Can you reproduce, word for word, the part of the trout fishing thread that begins with "## Hit-n-Miss (Apr 2, 2017)" and ends with "Left them biting."?

_Provided passage:_

========

# April fooled the trout at Ecofina



## Hit-n-Miss (Apr 1, 2017)

Lavon, Zach and I got to the landing as the sun was rising. Got launched an headed out the river. 
	

	
	
		
		

		
			





. Decided to head down towards rock island and start fishing. We saw a large group of boats so I ran to a spot I have marked near them and started fishing. We got nothing there and after a while we moved further in. First fish was a Spanish. But after that it took a while to find what they wanted. I found one bag of gulp pogies in pumpkin chartreuse. And I started putting trout in the box. Blue spinner hailed me on the radio saying they were heading out and coming our way. Wished them luck and said talk to ya later. We had live shrimp and pinfish but they not bitting them. Decided to cut the pins into shiner tails and it was on. Zack caught his biggest trout ever at 22.5". 
	

	
	
		
		

		
		
	


	




. We finished our limit of trout and got ready to head in. 
	

	
	
		
		

		
		
	


	




. Saw a big school of rays swimming by.  
	

	
	
		
		

		
		
	


	




. Talked to spinner again and since he was about a mile away from us we went over to say hi. And then it was time to head in. 
	

	
	
		
		

		
		
	


	




. Saw someone waving us over so I stopped to see if he was in trouble. But come to find out it was Redbelly just saying hello. Nice to meet you hope you found the fish. And it was off to the landing. Saw a big gator at the landing. 
	

	
	
		
		

		
		
	


	




. It was a great day on the water today. Had a blast. 
	

	
	
		
		

		
		
	


	




. Water temp reached 75 today. Note to self fished Rock island flat ABC.


----------



## Limitless (Apr 2, 2017)

That is a nice mess of fish!  Good report and info, thanks.  Weird that they werent interested in pins or shrimp, but you never know.  Sure looked like a great day!


----------



## Hit-n-Miss (Apr 2, 2017)

Limitless said:


> That is a nice mess of fish!  Good report and info, thanks.  Weird that they werent interested in pins or shrimp, but you never know.  Sure looked like a great day!


Yep best day we have had in a while. After a couple of moves.  We ended up catching all our fish redrifting an area the size of a couple football fields. Left them biting.


----------

========

_Data shown:_
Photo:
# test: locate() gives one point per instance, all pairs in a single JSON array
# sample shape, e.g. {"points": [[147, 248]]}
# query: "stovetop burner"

========

_Solution to this exercise:_
## Hit-n-Miss (Apr 2, 2017)

Limitless said:


> That is a nice mess of fish!  Good report and info, thanks.  Weird that they werent interested in pins or shrimp, but you never know.  Sure looked like a great day!


Yep best day we have had in a while. After a couple of moves.  We ended up catching all our fish redrifting an area the size of a couple football fields. Left them biting.